-- Passage to read --
=== Section Start ===

My contribution is small, and I bring my own problems with me, but I do what I can and it is good.

zridling:
The overwhelming fact in Carol's argument is this: the rate of human population growth over the past 200 years. Sure, many developed countries have long scaled back their birth rates, but how many religions on earth preach that its followers should have an "annual baby" come hell or high water? Sustainability is not possible without the energy sources needed for a decent human life.

Otherwise, we might as well all be the poorest Africans who, when trouble arises, reach for the nearest genocide time and again. The cycle is already way old.

Carol Haynes:
We are not excluded from nature - extinction for almost all species is part of nature.

I suppose the main difference with humans is that technology has distorted nature - and ultimately wars will occur when food/fuel availability drops. We can see that happening already in the world and we can see the human tragedy in Dafur.

I think that ultimately when things get really bad for the western world, ie. poverty and starvation, not to mention malaria creeping to northern latitudes (as it is already), war will become a bigger fact as the consuming western society go out to grab what they can from other countries. At some point someone will get nuclear capability and some sort of apocalyptic end will happen.

Incidentally I do see humans as evolved from primates (no problem there - I like bananas) but when you say:

I find it difficult to understand how it is so easy for you to deem human beings worthy of extinction while at the same time defending pests that, without keeping their population in control, will damage nature even more.

=== Section End ===

-- Your tasks --
• a. Based on the forum exchange on population growth, do these statements agree with the text? (i) zridling says many developed countries have scaled back their birth rates. (ii) Carol Haynes says humans are excluded from nature. (iii) Carol Haynes says malaria is already creeping to northern latitudes. Answer yes or no for each, quoting the words that decide it.
• b. In the forum exchange on population growth, what does zridling call the overwhelming fact in Carol's argument?
• c. Proceed with the forum exchange on population growth, starting after its final sentence.

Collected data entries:
=== Section Start ===

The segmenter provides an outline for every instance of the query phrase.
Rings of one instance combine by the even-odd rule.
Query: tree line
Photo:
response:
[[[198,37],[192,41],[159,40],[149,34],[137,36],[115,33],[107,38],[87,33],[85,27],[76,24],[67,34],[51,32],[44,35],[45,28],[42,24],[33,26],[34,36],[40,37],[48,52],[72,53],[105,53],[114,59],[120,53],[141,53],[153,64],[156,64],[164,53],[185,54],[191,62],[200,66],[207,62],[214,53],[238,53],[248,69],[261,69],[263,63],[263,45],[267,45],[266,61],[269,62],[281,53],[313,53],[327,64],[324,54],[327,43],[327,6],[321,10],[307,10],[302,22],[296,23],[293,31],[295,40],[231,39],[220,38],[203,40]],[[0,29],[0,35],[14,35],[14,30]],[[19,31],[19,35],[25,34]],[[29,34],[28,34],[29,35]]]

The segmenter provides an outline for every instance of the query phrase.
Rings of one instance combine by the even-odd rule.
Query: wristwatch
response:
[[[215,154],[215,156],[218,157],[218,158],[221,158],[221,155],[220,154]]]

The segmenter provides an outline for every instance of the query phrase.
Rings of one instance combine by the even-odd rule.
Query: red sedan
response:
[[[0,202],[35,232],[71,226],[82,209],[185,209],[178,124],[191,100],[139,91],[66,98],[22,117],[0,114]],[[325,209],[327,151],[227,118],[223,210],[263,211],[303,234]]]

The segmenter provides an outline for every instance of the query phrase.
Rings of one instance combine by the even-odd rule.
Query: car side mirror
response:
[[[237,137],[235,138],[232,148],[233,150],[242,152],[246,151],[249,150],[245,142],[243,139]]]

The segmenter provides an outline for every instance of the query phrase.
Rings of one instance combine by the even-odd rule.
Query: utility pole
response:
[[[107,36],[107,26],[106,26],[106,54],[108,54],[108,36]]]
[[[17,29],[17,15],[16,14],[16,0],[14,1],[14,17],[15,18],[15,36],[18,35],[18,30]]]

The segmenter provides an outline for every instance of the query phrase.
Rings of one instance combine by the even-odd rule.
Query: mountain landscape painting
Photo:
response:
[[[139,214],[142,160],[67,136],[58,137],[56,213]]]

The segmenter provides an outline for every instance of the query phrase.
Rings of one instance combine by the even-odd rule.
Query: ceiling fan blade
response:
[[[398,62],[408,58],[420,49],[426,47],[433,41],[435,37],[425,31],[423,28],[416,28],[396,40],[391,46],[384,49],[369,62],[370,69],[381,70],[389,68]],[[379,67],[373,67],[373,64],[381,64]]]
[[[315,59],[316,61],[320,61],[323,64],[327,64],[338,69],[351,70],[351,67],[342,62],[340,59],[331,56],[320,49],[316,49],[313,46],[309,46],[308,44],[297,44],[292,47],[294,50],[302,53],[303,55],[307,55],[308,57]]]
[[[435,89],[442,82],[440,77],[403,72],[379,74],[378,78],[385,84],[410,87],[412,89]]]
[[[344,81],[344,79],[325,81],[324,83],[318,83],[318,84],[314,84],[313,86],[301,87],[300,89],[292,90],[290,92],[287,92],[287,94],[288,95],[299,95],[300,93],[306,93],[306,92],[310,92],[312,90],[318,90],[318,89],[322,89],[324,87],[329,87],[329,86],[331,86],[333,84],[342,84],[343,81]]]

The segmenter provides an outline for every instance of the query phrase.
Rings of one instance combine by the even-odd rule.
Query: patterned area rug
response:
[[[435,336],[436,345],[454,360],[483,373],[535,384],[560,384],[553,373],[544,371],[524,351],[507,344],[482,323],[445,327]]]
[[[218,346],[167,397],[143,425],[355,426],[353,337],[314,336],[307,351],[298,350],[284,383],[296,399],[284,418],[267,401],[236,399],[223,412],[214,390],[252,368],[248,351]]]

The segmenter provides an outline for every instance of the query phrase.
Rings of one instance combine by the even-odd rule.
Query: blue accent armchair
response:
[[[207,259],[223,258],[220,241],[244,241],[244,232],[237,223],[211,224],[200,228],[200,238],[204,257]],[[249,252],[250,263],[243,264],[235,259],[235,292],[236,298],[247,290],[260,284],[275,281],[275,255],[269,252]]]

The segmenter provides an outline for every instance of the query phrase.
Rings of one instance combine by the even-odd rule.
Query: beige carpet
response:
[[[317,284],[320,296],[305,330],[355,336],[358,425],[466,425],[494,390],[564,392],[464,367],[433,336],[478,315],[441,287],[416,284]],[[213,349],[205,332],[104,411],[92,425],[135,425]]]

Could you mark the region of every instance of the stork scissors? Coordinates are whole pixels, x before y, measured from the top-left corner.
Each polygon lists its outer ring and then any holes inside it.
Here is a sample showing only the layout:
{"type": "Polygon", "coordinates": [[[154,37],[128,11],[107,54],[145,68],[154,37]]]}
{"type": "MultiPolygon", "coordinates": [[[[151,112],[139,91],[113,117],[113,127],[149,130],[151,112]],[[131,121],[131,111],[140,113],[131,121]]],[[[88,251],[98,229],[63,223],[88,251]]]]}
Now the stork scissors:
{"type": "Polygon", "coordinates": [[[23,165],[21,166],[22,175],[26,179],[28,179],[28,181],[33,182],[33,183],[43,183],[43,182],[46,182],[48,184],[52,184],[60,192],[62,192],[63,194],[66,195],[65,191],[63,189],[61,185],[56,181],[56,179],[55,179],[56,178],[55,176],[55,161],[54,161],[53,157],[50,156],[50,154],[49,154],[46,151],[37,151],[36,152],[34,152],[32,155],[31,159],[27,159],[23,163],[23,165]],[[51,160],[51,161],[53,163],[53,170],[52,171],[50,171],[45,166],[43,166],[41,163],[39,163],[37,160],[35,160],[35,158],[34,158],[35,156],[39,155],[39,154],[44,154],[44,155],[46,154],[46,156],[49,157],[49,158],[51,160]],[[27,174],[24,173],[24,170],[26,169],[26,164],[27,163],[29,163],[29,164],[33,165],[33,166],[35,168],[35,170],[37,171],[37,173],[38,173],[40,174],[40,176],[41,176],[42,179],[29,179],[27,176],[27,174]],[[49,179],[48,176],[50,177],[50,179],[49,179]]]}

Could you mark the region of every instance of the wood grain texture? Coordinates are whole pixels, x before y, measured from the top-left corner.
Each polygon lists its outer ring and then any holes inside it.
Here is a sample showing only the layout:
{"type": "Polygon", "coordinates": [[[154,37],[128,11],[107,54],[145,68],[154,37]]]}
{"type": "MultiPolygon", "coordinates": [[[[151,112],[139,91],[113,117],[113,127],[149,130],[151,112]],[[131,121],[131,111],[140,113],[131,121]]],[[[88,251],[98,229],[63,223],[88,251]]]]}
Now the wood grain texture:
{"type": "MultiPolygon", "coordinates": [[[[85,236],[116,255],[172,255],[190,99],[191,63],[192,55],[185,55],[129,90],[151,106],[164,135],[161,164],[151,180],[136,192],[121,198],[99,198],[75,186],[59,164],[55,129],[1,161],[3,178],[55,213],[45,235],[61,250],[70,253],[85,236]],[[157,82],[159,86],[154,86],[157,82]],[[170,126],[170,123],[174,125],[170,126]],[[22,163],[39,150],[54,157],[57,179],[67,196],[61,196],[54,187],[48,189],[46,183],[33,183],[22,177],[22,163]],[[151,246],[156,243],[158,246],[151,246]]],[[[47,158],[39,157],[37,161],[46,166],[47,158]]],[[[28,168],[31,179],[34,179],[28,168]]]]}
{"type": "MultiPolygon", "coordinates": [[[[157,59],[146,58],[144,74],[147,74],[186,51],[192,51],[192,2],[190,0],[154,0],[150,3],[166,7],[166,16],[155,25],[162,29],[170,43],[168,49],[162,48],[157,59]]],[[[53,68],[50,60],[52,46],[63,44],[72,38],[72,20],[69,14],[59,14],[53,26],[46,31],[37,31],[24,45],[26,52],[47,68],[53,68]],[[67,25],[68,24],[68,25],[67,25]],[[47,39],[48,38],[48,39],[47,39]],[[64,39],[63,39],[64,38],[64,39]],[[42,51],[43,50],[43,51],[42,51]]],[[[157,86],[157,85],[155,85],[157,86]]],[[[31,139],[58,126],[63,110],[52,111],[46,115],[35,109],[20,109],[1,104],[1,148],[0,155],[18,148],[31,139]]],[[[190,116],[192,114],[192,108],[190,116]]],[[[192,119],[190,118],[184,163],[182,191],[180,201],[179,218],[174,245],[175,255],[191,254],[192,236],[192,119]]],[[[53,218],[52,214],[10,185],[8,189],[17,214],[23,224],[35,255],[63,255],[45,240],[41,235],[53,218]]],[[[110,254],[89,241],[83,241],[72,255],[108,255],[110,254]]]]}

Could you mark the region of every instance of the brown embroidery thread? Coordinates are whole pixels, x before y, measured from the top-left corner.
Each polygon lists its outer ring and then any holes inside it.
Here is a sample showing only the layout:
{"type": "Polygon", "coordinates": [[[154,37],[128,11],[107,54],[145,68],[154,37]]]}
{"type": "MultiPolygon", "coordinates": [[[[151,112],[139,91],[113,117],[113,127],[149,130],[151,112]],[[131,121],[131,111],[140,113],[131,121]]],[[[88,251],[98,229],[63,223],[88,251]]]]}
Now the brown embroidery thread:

=== Section End ===

-- Responses for each task --
• a.
(i) Yes: "Sure, many developed countries have long scaled back their birth rates"
(ii) No: "We are not excluded from nature - extinction for almost all species is part of nature."
(iii) Yes: "not to mention malaria creeping to northern latitudes (as it is already)"

• b. The rate of human population growth over the past 200 years.

• c.
--- End quote ---

I think you miss my point in two ways:

First, I don't deem humanity worthy of distinction, it is just an inevitability in the natural course of events. Practically every species that has ever existed has become extinct, and very few have lasted more than a few million years. Why should the human species be any different to others?

Second, how do 'pests', as you call them, damage nature? They are part of nature - the only thing that they do 'wrong' is to damage human interests. I think Canada would be a lesser place without its otters, bears and wolves but go to Scotland where they were once prevalent and find a single example - they have all be exterminated. That is not nature it is barbarism and in this day and age we should be moving away from such practices rather than endorsing them.

If you want to take a religious view of this issue (personally I don't because I can't see how religion is relevant to life) then in the Judeo/Christian/Islamic tradition it is generally believed that God gave mankind dominion over the creatures of the world. Surely with dominion comes responsibilty - not just a right to obliterate. If I believed God existed I would have to wonder what he thinks of what human kind have done to creation - it isn't exactly an encouraging sign of respect.

Deozaan:
The overwhelming fact in Carol's argument is this: the rate of human population growth over the past 200 years. Sure, many developed countries have long scaled back their birth rates, but how many religions on earth preach that its followers should have an "annual baby" come hell or high water? Sustainability is not possible without the energy sources needed for a decent human life.-zridling (December 15, 2008, 10:36 AM)
--- End quote ---

Human overpopulation is a myth. You could fit the entire human population of the earth inside the same square mileage as the state of Utah and the population density would be lower than it is in New York City. Of course, we're going to run out of food soon anyway since we're growing it all to fuel vehicles instead of feeding people with it.

Which just reiterates my point: People who think they know what's best for the world are causing bigger problems.